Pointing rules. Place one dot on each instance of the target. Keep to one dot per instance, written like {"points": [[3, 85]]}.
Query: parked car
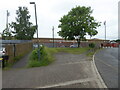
{"points": [[73, 46]]}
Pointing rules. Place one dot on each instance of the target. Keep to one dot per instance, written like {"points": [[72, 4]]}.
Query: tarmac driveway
{"points": [[68, 70]]}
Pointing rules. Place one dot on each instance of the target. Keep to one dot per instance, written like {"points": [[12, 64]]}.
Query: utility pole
{"points": [[53, 35], [36, 29], [105, 30], [7, 20]]}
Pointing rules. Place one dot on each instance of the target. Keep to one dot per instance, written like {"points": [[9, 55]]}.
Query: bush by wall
━━━
Restate exactly, and only, the line containing "Query: tarmac driveway" together with all lines after it to the end of the material.

Query: tarmac driveway
{"points": [[68, 70]]}
Pointing rules. Place one dot on each instance of the target. Keep to one dot per instance, written like {"points": [[12, 64]]}.
Query: utility pole
{"points": [[53, 35], [36, 29], [105, 30], [7, 20]]}
Pointing rules. Place one dot on each instance of the target. Keep to one dot per instance, written like {"points": [[9, 55]]}.
Query: bush by wall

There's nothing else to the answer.